**WORK TO BE COMPLETED:**
Go through the entries one line at a time, and gather every line that has the word "below".

**DATA SUPPLIED:**

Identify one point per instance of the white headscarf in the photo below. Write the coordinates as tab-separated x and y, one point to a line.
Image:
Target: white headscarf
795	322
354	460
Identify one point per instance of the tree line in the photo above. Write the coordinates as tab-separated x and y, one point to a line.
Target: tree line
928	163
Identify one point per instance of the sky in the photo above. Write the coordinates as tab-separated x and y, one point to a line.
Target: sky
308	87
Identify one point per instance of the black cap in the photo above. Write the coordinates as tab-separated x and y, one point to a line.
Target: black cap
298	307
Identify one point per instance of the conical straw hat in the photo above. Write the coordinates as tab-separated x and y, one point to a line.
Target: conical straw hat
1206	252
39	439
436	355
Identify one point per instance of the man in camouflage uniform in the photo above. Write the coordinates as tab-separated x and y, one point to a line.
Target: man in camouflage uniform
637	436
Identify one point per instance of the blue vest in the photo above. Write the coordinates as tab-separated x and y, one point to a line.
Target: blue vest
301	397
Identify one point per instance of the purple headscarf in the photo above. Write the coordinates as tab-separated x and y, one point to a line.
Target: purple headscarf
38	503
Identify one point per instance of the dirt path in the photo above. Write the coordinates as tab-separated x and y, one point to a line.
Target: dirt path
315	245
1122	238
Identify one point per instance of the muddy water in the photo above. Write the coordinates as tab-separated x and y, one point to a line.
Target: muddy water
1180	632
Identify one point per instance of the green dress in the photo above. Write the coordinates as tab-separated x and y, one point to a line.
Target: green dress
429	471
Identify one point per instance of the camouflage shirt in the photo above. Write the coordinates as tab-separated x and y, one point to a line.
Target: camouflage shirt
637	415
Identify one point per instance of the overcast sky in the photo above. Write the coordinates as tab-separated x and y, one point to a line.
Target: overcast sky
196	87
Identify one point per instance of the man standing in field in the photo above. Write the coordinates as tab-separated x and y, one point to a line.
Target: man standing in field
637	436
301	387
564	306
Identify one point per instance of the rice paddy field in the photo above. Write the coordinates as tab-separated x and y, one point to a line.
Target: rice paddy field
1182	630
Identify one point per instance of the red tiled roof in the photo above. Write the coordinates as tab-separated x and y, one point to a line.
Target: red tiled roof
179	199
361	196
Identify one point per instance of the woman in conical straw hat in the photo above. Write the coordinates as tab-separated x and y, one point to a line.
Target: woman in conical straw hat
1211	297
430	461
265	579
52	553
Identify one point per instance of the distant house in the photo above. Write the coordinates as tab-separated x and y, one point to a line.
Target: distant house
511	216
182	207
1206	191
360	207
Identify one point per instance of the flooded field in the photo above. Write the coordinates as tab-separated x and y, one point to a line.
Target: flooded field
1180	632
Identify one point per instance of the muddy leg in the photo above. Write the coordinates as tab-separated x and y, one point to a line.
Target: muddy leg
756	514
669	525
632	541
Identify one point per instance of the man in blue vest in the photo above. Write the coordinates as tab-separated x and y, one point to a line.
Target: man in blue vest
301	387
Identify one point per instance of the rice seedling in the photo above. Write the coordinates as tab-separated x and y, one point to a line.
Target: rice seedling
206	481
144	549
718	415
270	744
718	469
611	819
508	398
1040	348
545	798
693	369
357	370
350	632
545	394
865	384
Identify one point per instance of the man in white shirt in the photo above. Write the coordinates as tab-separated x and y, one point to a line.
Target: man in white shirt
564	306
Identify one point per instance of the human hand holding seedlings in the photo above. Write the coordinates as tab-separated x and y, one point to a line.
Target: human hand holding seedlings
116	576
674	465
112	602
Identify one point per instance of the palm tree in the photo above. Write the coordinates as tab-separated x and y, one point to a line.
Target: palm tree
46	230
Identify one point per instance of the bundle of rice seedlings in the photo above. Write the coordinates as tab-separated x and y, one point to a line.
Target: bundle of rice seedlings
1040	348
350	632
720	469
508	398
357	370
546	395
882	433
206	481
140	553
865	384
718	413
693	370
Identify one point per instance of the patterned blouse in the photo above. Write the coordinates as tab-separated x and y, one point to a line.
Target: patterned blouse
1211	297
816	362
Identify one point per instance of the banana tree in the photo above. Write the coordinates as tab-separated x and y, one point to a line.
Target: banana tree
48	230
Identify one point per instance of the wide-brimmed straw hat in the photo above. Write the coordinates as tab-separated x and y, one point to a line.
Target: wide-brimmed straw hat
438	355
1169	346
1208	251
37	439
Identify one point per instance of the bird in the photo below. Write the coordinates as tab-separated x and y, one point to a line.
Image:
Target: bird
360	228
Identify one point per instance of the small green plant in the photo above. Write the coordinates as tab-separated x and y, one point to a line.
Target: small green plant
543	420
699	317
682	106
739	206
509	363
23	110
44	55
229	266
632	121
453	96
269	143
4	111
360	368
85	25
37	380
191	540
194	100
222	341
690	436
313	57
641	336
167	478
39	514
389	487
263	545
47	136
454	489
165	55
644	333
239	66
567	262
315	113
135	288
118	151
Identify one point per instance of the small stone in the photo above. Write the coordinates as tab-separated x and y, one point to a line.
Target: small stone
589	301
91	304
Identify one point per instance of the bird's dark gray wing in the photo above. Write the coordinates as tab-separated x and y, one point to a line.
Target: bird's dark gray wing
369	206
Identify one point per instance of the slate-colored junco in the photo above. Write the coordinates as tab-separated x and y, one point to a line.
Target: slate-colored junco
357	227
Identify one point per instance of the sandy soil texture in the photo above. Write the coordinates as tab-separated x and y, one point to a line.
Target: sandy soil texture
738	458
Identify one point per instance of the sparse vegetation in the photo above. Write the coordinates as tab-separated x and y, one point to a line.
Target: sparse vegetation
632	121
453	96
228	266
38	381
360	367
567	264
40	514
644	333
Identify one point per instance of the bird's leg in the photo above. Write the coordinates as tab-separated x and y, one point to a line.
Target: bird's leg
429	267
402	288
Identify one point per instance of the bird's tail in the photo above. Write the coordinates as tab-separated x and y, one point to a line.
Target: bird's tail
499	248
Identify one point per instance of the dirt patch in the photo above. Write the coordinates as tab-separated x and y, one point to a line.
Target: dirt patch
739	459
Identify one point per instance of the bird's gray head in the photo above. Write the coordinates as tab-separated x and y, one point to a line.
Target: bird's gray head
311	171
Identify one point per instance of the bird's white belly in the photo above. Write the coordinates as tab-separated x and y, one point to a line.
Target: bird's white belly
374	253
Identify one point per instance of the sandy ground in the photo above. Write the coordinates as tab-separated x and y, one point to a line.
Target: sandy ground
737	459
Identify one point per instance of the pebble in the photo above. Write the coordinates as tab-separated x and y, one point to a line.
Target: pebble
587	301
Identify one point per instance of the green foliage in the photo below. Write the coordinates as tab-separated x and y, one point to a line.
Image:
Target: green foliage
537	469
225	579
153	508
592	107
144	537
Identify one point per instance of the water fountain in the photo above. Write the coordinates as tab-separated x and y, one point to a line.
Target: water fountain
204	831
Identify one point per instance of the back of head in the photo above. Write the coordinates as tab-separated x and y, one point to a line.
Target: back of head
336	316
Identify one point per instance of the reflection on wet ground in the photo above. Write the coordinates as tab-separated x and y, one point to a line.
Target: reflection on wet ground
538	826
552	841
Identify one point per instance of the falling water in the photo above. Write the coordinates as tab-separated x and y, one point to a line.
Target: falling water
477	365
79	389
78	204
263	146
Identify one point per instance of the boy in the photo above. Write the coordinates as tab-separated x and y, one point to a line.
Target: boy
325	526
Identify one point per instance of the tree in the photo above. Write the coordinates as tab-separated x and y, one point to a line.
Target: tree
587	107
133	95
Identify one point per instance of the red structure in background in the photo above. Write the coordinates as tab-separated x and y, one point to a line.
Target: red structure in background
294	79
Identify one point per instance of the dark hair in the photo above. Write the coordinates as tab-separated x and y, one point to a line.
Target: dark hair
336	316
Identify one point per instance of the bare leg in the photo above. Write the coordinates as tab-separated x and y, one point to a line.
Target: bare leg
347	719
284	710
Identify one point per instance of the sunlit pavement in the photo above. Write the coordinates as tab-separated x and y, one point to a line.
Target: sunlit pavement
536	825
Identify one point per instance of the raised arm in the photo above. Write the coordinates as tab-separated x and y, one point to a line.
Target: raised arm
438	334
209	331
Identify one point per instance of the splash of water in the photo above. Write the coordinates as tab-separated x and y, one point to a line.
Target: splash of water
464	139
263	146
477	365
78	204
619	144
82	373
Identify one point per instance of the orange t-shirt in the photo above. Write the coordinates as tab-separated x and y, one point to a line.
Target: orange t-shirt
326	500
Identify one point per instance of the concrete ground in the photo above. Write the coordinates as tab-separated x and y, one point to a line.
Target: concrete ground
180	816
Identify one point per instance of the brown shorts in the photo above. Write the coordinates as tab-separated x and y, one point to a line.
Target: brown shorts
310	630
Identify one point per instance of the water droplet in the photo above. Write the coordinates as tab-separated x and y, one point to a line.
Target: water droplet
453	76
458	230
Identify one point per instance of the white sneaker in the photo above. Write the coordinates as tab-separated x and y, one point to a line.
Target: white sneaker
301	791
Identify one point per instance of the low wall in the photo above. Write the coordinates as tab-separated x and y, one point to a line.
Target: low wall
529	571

**RESPONSE:**
Identify one point per instance of the white headscarf in the photo below. Write the coordinates as tab-separated x and y, one point to a line.
Identify one point per instance of the bird in the photo below. Write the coordinates as tab-separated x and y, one point to a line.
Identify one point per instance of the green foliage in the photo below. Write the coordinates as tab-separated x and y, one point to a line.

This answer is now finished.